Give again, unaltered, the lines of the listing below that run from the line having "tag the sliced" through the line having "tag the strawberry ice".

*** Begin section ***

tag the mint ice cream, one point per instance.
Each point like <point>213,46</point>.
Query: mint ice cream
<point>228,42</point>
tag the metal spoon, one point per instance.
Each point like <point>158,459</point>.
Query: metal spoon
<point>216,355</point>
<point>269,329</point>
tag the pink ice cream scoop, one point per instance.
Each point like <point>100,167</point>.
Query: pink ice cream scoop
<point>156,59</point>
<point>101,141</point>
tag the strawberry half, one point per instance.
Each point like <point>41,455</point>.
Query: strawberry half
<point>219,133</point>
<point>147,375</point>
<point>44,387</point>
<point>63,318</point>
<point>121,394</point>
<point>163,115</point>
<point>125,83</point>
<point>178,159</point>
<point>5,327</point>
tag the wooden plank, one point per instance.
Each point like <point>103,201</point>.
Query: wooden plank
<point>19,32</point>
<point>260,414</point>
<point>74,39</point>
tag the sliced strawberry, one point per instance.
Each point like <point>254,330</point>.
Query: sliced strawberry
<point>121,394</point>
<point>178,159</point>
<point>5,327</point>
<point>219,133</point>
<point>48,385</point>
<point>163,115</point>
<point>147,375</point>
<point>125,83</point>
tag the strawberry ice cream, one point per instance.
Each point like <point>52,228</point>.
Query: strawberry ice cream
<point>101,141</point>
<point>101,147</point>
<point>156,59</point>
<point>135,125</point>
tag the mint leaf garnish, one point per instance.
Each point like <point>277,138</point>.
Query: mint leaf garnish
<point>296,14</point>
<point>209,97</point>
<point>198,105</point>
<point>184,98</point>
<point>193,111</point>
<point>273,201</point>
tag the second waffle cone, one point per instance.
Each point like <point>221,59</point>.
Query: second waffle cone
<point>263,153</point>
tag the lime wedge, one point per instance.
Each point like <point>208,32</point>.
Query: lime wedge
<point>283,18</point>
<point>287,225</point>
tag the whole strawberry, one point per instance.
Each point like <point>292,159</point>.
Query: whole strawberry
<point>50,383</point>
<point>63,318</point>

*** End section ***

### Solution below
tag the sliced strawberry, one point per instance.
Each point like <point>254,330</point>.
Query: sliced strawberry
<point>121,394</point>
<point>178,159</point>
<point>5,327</point>
<point>219,133</point>
<point>48,385</point>
<point>163,115</point>
<point>147,375</point>
<point>125,83</point>
tag the strawberry ice cream, one point per instance.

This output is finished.